> [Artigo]
----------

Como exemplo, tomamos o último relatório do Banco Mundial, (WORD BANK, 2011) comumente citado como Estratégia 2020 que é um esforço da instituição em reafirmar a educação na perspectiva do capital humano, aprofundar os processos de responsabilização nos domínos públicos e, é claro, através da privatização, estabelecer e consolidar parâmetros societários fundados nos valores do mercado (RODRIGUES; OLIVEIRA; 2013). É argumento comum dos reformadores empresariais que a razão da falta de qualidade da educação diz respeito ao gigantismo do Estado e sua morosidade, ineficiência e suscetibilidade à corrupção no oferecimento dos serviços públicos (direitos compreendidos como serviços a serem explorados). Para tanto, na busca da referida “qualidade da educação” é proposto, dentro da racionalidade econômica discutida, a inserção de inúmeros mecanismos de gerenciamento das ações implementadas e dos resultados obtidos. Segundo Laval (2004, p. 188) Se não se pode mais aumentar os recursos por causa da redução desejada das despesas públicas e das retiradas obrigatórias, o esforço prioritário deve incidir sobre a gestão mais racional dos sistemas escolares graças a uma série de dispositivos complementares: a definição de objetivos claros, a coleta de informações, a comparação internacional dos dados, as avaliações e o controle das mudanças. Em suma, pela importação da abordagem do gerenciamento, se deveria passar, como na indústria, das técnicas de produção de massa a formas de organização fundamentadas no “caminho da qualidade”.

----------

> [Itens de dados]

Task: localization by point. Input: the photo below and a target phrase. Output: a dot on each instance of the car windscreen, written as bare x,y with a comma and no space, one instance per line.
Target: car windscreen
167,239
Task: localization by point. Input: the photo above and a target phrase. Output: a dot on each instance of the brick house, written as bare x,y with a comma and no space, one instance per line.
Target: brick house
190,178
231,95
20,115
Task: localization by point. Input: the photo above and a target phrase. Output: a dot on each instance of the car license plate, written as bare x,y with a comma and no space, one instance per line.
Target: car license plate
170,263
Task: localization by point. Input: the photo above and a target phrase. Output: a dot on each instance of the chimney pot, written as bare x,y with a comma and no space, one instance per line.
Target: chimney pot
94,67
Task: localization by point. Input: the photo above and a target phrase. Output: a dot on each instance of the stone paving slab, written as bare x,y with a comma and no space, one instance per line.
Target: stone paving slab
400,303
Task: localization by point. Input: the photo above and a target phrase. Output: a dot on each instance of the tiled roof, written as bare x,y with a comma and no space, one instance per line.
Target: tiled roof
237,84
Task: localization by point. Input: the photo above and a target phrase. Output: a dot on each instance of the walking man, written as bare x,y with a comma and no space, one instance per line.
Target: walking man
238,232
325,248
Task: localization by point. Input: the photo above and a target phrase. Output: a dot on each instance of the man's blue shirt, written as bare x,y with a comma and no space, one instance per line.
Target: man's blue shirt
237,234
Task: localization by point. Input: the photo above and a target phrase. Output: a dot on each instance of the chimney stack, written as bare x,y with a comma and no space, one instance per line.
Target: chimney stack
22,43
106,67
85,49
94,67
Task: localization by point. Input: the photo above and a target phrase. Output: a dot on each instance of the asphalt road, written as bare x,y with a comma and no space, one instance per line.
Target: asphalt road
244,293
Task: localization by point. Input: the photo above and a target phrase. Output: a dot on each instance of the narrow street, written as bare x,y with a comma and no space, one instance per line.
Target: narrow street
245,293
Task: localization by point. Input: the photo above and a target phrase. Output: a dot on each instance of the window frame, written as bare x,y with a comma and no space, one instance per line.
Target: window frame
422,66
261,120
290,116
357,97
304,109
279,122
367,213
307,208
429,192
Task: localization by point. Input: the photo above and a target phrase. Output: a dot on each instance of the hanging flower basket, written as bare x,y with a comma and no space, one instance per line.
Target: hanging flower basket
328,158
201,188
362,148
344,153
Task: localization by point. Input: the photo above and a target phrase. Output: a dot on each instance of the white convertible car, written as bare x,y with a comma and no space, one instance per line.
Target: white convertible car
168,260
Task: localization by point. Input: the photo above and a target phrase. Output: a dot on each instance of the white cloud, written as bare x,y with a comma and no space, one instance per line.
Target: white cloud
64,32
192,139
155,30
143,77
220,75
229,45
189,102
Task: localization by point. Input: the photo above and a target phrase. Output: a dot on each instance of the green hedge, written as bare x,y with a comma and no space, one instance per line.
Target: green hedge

----------

> [Objetivo]
Indique se cada afirmação a seguir concorda com o artigo, respondendo sim ou não e transcrevendo entre aspas as palavras do artigo que decidem a resposta.
(a) A Estratégia 2020 é um relatório do Banco Mundial.
(b) Para os reformadores empresariais, a falta de qualidade da educação se deve à escassez de professores.
(c) Na citação de Laval, a comparação internacional dos dados figura entre os dispositivos complementares.

> [Resolução comentada]
(a) Sim: "tomamos o último relatório do Banco Mundial, (WORD BANK, 2011) comumente citado como Estratégia 2020".
(b) Não: "a razão da falta de qualidade da educação diz respeito ao gigantismo do Estado e sua morosidade, ineficiência e suscetibilidade à corrupção no oferecimento dos serviços públicos".
(c) Sim: "uma série de dispositivos complementares: a definição de objetivos claros, a coleta de informações, a comparação internacional dos dados, as avaliações e o controle das mudanças".